PAGE EXCERPT:
I went into severe depression after a month. I would not say a word even when we had guests; I wouldn’t say hello to them and I wouldn’t respond when they say good bye. I would just stare at a single point. I was so lost in thought that I didn’t even see the people around me. I was mostly thinking about how they could have been executed, how they walked to the gallows, who was with them when they hanged them. Had they written a last will and testament? No one had given me anything. Had Habib written something for me, had Ali written something for his wife?

One night the phone rang as usual; they woke me up and hung up without a word. I didn’t call back. I just sat there and wished I were dead.

My mother had died and I was living with my father at his home. That night, I woke my father up and told him: “I can’t take this anymore, I can’t go on.”

One night the phone rang as usual; they woke me up and hung up without a word. I didn’t call back. I just sat there and wished I were dead

My father took me in his arms and kissed me and said: “My daughter, these are all games these people play. You must be strong.” “No, Papa! I have lost, I’ve lost everything,” I said, crying. I could not hold back the tears.

After that night, I wore black for about a year. I would cry uncontrollably, even at the dinner table, and just shed tears for very long periods. Upon my sister’s insistence, I went to see a doctor after a while, and she diagnosed me with severe depression.

When I told the doctor about my problem, she started crying too. He said: “Your depression is like cancer; you either have to fight it and get it out of your system, or it’s going to kill you.” She would even go out with me and talk to me.

She had talked to my sister and told her that my depression was extremely severe, and had asked her not to leave me alone in the house under any circumstances. I couldn’t even look at my daughter in those days. I couldn’t eat more than a couple of bites of food when it was time to eat and then I would get hungry again after a half hour. Sometimes I couldn’t remember what I had said a few minutes earlier. Some nights I would leave the house at 2 o’clock in the morning barefoot, crying uncontrollably.

During that year, my sister saw me attempting suicide once. She started screaming and crying, and yelled at me: “You have a daughter. Have you forgotten what Habib told you the last time he spoke to you, that he was entrusting you with her? What will happen to her if you’re gone too?” I came to my senses a little bit when my sister said these things to me. She said: “You have to be a strong woman, you’re the wife of a martyr, you’re not weak. The weak ones here are the people who oppressed a woman and want to make a basket case out of her.”

“You have to be a strong woman, you’re the wife of a martyr, you are not weak. The weak ones here are the people who oppressed a woman and want to make a basket case out of her.”

QUESTIONS:
[1] According to the account of grief and depression, how long did the narrator wear black after the night of waking the father?
[2] Pick up the account of grief and depression from its last sentence and carry it forward in the same first-person voice.
The records are separate material, unrelated to the account of grief and depression.

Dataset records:
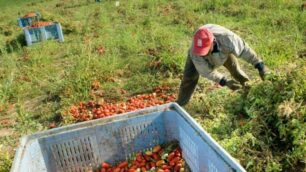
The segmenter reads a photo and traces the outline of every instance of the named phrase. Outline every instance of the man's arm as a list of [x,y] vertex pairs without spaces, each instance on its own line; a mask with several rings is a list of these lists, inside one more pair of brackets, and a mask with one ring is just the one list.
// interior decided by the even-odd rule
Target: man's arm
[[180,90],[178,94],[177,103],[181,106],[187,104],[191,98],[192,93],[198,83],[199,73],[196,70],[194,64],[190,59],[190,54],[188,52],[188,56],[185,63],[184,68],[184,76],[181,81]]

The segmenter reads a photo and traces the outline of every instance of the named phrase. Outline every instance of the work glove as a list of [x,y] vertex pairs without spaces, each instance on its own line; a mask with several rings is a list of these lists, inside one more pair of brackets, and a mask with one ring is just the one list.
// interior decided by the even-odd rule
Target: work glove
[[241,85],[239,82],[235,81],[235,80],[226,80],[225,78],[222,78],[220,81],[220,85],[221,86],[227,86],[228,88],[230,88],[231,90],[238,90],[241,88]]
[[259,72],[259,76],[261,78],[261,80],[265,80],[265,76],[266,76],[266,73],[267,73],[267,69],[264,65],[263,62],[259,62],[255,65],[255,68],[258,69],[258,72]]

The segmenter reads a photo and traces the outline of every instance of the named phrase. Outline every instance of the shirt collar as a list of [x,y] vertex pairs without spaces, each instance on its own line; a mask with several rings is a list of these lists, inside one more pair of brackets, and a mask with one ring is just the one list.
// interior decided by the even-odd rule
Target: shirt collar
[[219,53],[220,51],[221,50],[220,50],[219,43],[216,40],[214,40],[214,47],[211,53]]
--
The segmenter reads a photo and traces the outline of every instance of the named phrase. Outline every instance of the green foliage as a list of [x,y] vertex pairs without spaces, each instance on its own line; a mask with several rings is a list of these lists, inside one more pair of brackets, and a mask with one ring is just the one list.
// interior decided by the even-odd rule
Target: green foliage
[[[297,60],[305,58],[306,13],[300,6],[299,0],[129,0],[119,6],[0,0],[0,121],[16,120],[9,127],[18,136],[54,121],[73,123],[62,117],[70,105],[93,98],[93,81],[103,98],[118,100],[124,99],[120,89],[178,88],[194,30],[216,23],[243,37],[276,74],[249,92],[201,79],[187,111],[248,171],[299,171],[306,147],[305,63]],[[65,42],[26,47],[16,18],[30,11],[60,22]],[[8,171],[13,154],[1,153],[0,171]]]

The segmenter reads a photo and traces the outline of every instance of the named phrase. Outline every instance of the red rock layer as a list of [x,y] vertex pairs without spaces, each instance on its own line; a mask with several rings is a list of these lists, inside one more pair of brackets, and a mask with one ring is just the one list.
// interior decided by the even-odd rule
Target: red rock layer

RESPONSES TO THE EXERCISE:
[1] About a year.

[2]
Contradictory information, efforts to discover the truth

Ever since I heard the news of Habib and Ali’s execution from their nephew, I had been going everywhere to obtain official news of what had transpired. The court would not respond to me, saying it had nothing to do with them. The Information Administration people would say that they had buried them in a village near the city of Qazvin, but I didn’t know whether they were really there or not. They bury most political prisoners they execute at Orumieh Prison in a village in the vicinity of Orumieh. There is a large cemetery there called “Lanatabad”. I still don’t understand why they would take a prisoner that has been executed in Orumieh to be buried in Qazvin. I kept hearing conflicting information from different people and I didn’t know what to believe. A lady came to me at the services we held for Habib and Ali and said that her son worked at Orumieh Prison and that he had seen Habib and Ali in the prison courtyard handcuffed and shackled, but it still wasn’t clear what had happened to them afterward and where they had taken them.

For six months, I kept going to governmental organs like Orumieh Information Administration, Mahabad Information Administration, and the Orumieh court. They did not treat me badly or in an offensive way at all, they just confused me. One would say they were alive, another would say they weren’t there. But none of them - the Information administrations, the court, or the Orumieh Prison warden - would tell me with certainty that they had been executed.

None of the government agencies would tell me with certainty that they had been executed

It’s a one-and-a-half hour bus ride from Mahabad to Orumieh, and I travelled that road many times so that someone could definitively tell me what had happened to them, but no one would give me an answer.

That they wouldn’t give me a straight answer was one thing; I myself had reason to believe that they could still be alive. Habib had a ring and a watch that the officials had not turned over to me. His clothes, 10 packs of gum he had bought for Dilan from the prison store, a pack of color pencils, and ten thousand Tumans he had saved for Dilan - all of which he had told me he was going to give to me - were in the bag they turned over to me. There was even a notebook in which he had written his memoirs for Dilan, in which he had said, for instance, what Dilan should do when she grew up, or that he was innocent and wrongly sentenced to death. But the ring he always wore and his watch were not there.

In those six months, I repeatedly asked Mr. Abdollahi to see if he could obtain any information. Once, the late Mohammad Abdollahi called Zanjan Prison and talked to an imprisoned teacher who had previously been at Orumieh’s Darya Prison and had been transferred to Zanjan Prison. He, in turn, had contacted a friend he had in Qazvin Prison. The friend in Qazvin had told him that Habib and Ali had been there with them but that they had been taken away that Friday, early in the morning, before the morning call to prayer. But that person was not sure whether they had been taken away to be executed or not. The person that provided this information from Qazvin Prison was transferred to another prison that same day, to Tabriz Prison I believe.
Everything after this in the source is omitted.